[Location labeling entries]
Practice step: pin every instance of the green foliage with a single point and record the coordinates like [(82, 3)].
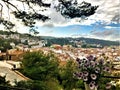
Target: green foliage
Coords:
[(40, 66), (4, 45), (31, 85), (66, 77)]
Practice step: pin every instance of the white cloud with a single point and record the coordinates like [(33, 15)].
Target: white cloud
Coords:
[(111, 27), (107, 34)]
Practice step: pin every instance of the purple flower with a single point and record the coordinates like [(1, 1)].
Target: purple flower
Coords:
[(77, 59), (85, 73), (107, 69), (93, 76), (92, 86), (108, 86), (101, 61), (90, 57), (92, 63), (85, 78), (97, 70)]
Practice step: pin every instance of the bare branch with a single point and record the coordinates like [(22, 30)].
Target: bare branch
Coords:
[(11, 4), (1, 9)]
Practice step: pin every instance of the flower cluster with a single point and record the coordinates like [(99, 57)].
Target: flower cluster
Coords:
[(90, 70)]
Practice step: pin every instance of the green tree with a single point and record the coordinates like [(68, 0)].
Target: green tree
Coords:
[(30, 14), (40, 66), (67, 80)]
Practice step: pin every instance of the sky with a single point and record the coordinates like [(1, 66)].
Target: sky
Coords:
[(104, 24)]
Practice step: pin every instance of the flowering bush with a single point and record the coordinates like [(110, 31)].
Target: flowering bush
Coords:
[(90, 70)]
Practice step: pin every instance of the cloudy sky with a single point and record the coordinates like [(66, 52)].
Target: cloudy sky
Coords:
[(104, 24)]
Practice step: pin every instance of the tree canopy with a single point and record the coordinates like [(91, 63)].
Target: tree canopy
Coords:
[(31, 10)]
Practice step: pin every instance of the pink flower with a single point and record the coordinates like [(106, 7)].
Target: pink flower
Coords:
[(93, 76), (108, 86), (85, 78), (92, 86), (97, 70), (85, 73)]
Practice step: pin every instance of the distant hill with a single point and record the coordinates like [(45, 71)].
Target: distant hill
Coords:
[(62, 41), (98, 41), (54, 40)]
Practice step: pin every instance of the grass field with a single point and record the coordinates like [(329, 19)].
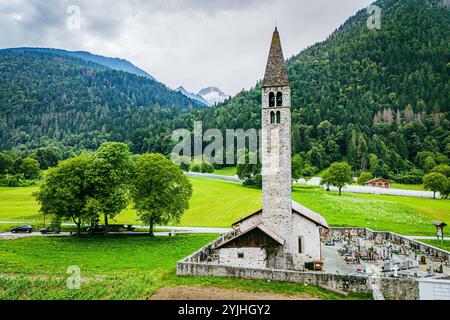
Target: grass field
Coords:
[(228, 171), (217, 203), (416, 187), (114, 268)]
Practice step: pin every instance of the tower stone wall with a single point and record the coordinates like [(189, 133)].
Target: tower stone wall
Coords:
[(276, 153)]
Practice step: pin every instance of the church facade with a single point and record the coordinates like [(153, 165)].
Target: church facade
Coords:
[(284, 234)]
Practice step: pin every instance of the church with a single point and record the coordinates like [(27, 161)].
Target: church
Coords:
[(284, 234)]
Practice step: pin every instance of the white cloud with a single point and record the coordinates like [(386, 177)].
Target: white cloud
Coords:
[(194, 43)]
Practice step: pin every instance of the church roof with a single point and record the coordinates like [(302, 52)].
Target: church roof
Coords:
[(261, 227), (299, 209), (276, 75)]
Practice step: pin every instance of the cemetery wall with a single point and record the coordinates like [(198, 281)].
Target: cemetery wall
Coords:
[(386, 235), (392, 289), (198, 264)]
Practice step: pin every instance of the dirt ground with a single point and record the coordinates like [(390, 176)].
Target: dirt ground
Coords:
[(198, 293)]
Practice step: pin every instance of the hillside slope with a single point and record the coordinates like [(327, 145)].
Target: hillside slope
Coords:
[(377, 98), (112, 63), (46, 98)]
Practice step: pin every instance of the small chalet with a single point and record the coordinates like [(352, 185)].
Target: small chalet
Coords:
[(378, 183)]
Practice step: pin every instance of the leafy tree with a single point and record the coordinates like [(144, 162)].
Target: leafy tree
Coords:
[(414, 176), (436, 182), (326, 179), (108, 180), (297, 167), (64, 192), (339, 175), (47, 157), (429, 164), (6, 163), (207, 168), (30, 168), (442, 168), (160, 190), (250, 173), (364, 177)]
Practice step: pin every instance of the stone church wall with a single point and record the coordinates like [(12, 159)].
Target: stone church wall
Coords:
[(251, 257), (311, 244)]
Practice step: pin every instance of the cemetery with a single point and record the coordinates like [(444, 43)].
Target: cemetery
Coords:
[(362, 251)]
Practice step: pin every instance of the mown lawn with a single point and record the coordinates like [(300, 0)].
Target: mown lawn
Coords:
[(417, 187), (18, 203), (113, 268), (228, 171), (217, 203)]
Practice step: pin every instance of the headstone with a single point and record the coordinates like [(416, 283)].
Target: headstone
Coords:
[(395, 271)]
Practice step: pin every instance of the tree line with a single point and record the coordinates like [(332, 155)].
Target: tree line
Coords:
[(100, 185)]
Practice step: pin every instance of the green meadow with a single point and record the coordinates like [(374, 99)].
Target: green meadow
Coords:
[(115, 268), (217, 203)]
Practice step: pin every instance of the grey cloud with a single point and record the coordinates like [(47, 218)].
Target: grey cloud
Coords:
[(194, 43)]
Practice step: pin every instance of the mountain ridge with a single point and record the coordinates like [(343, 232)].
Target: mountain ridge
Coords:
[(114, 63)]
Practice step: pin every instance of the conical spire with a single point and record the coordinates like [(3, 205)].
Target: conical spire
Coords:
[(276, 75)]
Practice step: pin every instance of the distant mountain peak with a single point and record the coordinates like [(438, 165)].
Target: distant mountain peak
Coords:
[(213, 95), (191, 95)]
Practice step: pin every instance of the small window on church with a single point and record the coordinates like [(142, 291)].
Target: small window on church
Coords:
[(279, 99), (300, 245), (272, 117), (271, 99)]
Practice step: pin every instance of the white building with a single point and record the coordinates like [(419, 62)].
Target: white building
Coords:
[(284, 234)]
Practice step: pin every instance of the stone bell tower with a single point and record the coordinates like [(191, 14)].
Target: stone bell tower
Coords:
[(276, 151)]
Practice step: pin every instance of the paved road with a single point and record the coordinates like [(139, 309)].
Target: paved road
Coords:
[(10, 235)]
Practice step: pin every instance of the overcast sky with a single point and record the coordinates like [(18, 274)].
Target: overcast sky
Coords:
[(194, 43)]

==

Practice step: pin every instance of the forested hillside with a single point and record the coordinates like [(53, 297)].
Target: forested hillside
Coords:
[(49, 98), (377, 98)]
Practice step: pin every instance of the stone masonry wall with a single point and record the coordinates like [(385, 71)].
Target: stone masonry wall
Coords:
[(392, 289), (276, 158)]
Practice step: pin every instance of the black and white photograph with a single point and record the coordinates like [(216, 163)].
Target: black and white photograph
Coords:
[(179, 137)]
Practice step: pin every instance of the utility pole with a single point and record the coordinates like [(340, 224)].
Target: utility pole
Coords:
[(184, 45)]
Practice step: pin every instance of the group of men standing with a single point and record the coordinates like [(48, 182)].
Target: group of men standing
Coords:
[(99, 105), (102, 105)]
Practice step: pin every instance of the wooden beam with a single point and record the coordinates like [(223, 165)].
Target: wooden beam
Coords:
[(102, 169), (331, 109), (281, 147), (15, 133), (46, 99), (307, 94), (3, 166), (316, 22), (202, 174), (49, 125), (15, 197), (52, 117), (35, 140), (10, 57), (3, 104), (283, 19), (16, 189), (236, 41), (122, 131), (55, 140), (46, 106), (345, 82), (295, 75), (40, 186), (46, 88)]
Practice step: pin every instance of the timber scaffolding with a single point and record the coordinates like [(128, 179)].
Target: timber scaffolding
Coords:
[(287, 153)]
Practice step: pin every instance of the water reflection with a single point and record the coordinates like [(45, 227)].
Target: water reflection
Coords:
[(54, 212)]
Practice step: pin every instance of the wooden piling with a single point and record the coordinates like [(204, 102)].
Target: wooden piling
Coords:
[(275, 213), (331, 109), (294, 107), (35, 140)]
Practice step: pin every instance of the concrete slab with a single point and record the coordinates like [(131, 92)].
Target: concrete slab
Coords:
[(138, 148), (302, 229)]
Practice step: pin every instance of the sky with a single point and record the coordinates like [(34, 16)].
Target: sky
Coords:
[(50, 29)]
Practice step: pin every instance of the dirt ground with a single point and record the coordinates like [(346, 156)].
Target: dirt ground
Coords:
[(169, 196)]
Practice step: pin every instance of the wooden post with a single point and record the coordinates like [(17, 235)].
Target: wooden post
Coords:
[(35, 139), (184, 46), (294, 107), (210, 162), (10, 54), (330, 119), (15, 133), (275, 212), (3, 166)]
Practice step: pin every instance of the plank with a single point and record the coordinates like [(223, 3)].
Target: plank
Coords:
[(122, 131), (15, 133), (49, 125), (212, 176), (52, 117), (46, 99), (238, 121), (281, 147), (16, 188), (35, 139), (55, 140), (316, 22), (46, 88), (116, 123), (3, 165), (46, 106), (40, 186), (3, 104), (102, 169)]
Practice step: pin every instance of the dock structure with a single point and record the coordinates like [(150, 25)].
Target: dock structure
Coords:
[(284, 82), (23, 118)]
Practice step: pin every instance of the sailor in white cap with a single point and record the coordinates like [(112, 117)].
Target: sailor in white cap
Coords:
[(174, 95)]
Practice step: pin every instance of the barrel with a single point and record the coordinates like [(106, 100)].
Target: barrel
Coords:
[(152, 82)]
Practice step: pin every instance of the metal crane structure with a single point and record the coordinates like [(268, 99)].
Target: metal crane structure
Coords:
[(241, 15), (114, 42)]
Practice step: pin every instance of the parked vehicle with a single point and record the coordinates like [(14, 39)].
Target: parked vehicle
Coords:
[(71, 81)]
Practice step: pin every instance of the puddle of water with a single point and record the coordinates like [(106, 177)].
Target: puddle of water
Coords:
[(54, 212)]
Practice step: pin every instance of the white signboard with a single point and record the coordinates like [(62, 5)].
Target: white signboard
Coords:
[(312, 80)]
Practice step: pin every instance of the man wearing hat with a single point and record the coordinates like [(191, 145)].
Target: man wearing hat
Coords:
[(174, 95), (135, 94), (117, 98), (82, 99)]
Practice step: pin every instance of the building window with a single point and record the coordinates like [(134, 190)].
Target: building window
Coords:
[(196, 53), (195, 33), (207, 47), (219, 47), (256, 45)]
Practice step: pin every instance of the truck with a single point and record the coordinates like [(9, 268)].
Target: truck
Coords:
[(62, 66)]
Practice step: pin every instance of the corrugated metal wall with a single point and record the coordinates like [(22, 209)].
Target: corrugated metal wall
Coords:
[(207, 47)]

§ BRIEF
Edit the entries from the line with "Practice step: pin every instance of the pink" up to and including the line with "[(228, 171), (217, 203), (416, 187), (114, 268)]", replacing "distant hill" with "faraway hill" and keeping everything else the same. Leave the pictures out of your answer.

§ TASK RESPONSE
Practice step: pin every instance of the pink flower with a single point and record the coordinates like [(106, 7)].
Target: pink flower
Coords:
[(93, 76), (108, 86), (85, 78), (92, 86), (97, 70), (85, 73)]
Practice step: pin every instance of the faraway hill with a single point and record the coordinates like [(45, 71)].
Target: faraway hill
Coords:
[(62, 41), (98, 41), (54, 40)]
Practice step: pin every instance of the grass field with a single point and record the coordinates like [(329, 19)].
Target: grass field
Coords:
[(228, 171), (217, 203), (416, 187), (114, 268)]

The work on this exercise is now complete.